[Natural language region descriptions]
━━━

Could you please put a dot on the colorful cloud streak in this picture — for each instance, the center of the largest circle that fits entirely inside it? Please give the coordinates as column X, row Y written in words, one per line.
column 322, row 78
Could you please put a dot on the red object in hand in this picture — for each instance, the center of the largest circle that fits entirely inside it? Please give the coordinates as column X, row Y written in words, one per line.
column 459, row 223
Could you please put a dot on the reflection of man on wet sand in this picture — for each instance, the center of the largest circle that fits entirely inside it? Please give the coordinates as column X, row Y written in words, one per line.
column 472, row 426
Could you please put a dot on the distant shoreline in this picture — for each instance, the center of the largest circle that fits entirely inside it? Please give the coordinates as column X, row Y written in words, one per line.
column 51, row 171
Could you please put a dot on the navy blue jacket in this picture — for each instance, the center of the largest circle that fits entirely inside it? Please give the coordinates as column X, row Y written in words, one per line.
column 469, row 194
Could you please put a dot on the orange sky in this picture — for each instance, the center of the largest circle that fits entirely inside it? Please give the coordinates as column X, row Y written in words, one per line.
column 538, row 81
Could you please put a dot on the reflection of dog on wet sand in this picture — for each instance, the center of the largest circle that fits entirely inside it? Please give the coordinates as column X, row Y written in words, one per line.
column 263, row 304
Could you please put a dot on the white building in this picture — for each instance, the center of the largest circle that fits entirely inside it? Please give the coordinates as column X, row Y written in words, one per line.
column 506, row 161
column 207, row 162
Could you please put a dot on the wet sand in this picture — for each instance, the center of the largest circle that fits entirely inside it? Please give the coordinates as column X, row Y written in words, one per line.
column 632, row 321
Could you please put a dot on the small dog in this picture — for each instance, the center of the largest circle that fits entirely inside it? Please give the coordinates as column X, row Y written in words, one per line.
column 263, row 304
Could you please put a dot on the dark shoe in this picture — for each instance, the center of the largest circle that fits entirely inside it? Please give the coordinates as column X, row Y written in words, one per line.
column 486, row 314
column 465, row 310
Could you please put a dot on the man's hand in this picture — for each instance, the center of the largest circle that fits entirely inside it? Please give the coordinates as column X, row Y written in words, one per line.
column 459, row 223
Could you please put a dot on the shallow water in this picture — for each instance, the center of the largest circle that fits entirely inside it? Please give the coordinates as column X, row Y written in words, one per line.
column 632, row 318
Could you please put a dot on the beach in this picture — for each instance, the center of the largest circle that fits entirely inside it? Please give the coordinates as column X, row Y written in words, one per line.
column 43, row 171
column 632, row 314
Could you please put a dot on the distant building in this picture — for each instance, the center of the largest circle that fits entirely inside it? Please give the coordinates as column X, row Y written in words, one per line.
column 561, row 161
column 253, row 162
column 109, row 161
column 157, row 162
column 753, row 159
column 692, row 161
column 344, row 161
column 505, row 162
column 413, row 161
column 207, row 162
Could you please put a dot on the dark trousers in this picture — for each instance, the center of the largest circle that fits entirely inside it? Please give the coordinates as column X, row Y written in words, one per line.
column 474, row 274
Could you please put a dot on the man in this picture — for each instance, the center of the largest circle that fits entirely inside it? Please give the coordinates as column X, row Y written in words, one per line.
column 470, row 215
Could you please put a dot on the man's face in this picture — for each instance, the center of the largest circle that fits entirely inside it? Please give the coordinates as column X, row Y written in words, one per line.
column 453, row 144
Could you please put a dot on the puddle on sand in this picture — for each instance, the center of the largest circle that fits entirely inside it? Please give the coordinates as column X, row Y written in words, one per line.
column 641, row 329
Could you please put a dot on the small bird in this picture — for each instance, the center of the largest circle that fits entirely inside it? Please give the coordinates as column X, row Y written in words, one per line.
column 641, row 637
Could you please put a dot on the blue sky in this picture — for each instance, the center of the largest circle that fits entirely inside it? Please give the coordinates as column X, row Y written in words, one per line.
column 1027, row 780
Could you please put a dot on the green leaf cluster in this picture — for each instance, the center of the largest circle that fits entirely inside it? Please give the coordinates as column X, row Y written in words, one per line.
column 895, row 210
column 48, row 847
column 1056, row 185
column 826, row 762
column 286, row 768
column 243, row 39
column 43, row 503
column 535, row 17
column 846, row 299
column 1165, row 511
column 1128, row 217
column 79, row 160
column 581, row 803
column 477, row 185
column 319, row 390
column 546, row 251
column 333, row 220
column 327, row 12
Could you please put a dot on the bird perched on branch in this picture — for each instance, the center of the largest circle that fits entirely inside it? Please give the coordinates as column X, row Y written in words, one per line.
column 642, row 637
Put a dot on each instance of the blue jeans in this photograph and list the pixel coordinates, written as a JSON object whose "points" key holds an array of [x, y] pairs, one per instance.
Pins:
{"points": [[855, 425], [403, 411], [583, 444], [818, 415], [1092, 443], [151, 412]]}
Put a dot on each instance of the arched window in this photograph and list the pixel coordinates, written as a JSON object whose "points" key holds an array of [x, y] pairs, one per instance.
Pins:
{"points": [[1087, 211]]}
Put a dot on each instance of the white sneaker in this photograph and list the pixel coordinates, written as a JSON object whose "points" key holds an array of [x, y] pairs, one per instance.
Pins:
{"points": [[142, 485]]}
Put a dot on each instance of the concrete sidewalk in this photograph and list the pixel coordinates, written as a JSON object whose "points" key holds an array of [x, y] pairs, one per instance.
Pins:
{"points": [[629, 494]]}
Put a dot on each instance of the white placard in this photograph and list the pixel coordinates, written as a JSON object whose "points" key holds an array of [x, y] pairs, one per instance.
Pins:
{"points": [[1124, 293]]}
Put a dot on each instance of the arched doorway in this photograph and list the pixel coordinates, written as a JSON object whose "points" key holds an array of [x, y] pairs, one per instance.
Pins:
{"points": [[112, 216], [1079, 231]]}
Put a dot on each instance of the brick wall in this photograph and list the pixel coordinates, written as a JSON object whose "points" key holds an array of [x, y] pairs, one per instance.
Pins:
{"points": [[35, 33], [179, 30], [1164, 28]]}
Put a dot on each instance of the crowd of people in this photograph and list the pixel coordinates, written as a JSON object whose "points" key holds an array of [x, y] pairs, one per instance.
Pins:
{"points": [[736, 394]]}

━━━

• [Requirement]: Your answer must be an exact copy of every record.

• [Worked solution]:
Could you please put a dot on the colorful cloud streak in this picture — for each instance, the center of the largest circle that fits entirely inside it? Please give the coordinates as column X, row Y written in words, one per line.
column 322, row 78
Could you please put a dot on the red object in hand in this picture — for each instance, the center of the largest circle that fits entirely inside it? Please give the coordinates as column X, row Y written in words, one per line.
column 459, row 223
Could you please put a dot on the reflection of man on wet sand in this picture — for each instance, the center of the largest circle that fits entirely inside it? Please give the coordinates as column X, row Y written in words, one per line.
column 472, row 426
Could you please put a dot on the distant shoreline in this picture — for each instance, the center of the largest circle that fits entirely inside it? Please give the coordinates as column X, row Y written in words, one per line.
column 51, row 171
Could you please put a dot on the navy blue jacket in this picture — for each instance, the center of the largest circle that fits entirely inside it? Please give the coordinates as column X, row Y written in words, one per line.
column 469, row 194
Could you please put a dot on the orange sky in this picture — for each instance, the center of the largest circle that fits entirely inside it? Please give the coordinates as column X, row Y written in words, one per line.
column 538, row 81
Could you please put a dot on the reflection of dog on wet sand in this picture — for each instance, the center of the largest circle that fits entirely inside it? Please give the coordinates as column X, row Y written in words, one per line.
column 263, row 304
Could you please put a dot on the white building in this picture — for each instance, the center of the largest circle that fits entirely inside it? Please give the coordinates as column X, row Y written in words, one per line.
column 506, row 161
column 207, row 162
Could you please put a dot on the wet sand in this picture — for each instance, the center of the largest circle that fits entirely inside it? Please give the coordinates as column X, row Y written in words, one per line.
column 632, row 321
Could you please put a dot on the small dog in this picture — for each instance, the center of the largest circle that fits entirely inside it? Please give the coordinates as column X, row Y written in words, one per line.
column 263, row 304
Could you please put a dot on the dark shoe in this picture — for each instance, the center of the largest circle that fits entirely inside it? Please give the coordinates as column X, row Y written in words, one per line.
column 486, row 314
column 465, row 310
Could you please put a dot on the man's hand in this picture — for each instance, the center of the largest circle that fits entirely inside it? Please give the coordinates as column X, row Y written in words, one per line.
column 459, row 223
Could you please put a dot on the shallow water in this picture — for each instance, the center of the largest circle that fits entirely inside it? Please give the coordinates as column X, row Y written in words, one per line.
column 632, row 318
Could you please put a dot on the beach in this picture — for each instance, the center of the largest circle that fits entirely inside it? Please give the coordinates as column X, row Y written in words, one per line.
column 43, row 171
column 632, row 314
Could you please put a dot on the distant building in this picture — for each instance, the center of the largest circle that fits entirely inside it? Please give the coordinates as column X, row Y written in words, one per line.
column 561, row 161
column 253, row 162
column 109, row 161
column 157, row 162
column 753, row 159
column 692, row 161
column 344, row 161
column 505, row 162
column 413, row 161
column 207, row 162
Could you please put a dot on the dark trousers in this picture — for each instance, the center of the largest circle that fits entirely inside it? Please give the coordinates as column X, row Y written in words, one per line.
column 474, row 274
Could you please put a dot on the man in this picture — for each instance, the center of the largest circle that fits entirely inside it? Please give the coordinates as column X, row Y written in words, one per line.
column 470, row 215
Could you please put a dot on the man's face in this picture — for each instance, the center of the largest circle that fits entirely inside it? Please give the coordinates as column X, row Y written in words, one per line.
column 453, row 144
Could you please put a dot on the puddle on sand in this picture — for each instance, the center of the largest circle that fits entirely inside it? Please give the coordinates as column X, row Y written in words, one per line.
column 641, row 329
Could you please put a dot on the small bird in this picture — for each instance, the center of the largest circle that fits entirely inside it? Please give the coordinates as column X, row Y written in words, one per line.
column 641, row 637
Could you please put a dot on the blue sky in this picture — for each instance, the center of the largest circle that fits entirely inside it? Please give the coordinates as column X, row Y written in words, one per line.
column 1027, row 780
Could you please put a dot on the green leaf cluster in this picture — for each instance, the center of the largest circle that fits entirely inside it? Please give the coordinates as column X, row Y written in words, one per line.
column 895, row 210
column 48, row 847
column 1056, row 185
column 826, row 762
column 286, row 768
column 243, row 39
column 43, row 503
column 535, row 17
column 846, row 299
column 1165, row 511
column 1128, row 217
column 79, row 160
column 581, row 803
column 477, row 185
column 319, row 390
column 546, row 251
column 333, row 220
column 327, row 12
Could you please put a dot on the bird perched on branch in this picture — for each instance, the center of the largest circle that fits entirely inside it? Please give the coordinates as column X, row Y written in words, one per line.
column 642, row 637
Put a dot on each instance of the blue jeans in this photograph and list the pixel coordinates, written as a JSON object whose "points" key holds an array of [x, y] pairs, one per instance.
Pins:
{"points": [[855, 425], [403, 411], [583, 444], [818, 415], [1092, 443], [151, 412]]}
Put a dot on each instance of the arched window in this photograph and list the pixel coordinates, written as a JSON object whose "points" key holds an array of [x, y] pairs, one per instance.
Pins:
{"points": [[1087, 211]]}
Put a dot on each instance of the white sneaker in this photograph and list the pixel coordinates, written as a JSON object whose "points" key holds an array of [x, y] pairs, one per instance.
Pins:
{"points": [[142, 485]]}
Put a dot on each instance of the concrete sidewalk in this photograph and list the pixel coordinates, written as a JSON object whose "points" key holds an array of [x, y] pairs, one per instance.
Pins:
{"points": [[629, 494]]}
Put a dot on each instance of the white placard in this photograph and list the pixel coordinates, written as a JSON object whose "points" key holds an array of [x, y] pairs, one per instance.
Pins:
{"points": [[1124, 293]]}
Put a dot on each instance of the arched doorway in this photograph and list the pixel coordinates, written as a JSON object whose "points" key holds an array of [x, y] pairs, one per instance.
Pins:
{"points": [[112, 216], [1079, 231]]}
Put a dot on each instance of the brick wall in this photograph and list the pixel coordinates, written as a JSON object whose "points" key holds an array of [x, y] pairs, one per instance.
Pins:
{"points": [[35, 33], [179, 30], [1164, 28]]}
Put a dot on each instance of the crowd of people in this photograph and list the pixel coordinates, written as a JSON object whose "points" key holds an array of [x, y] pairs, one per instance.
Pins:
{"points": [[736, 394]]}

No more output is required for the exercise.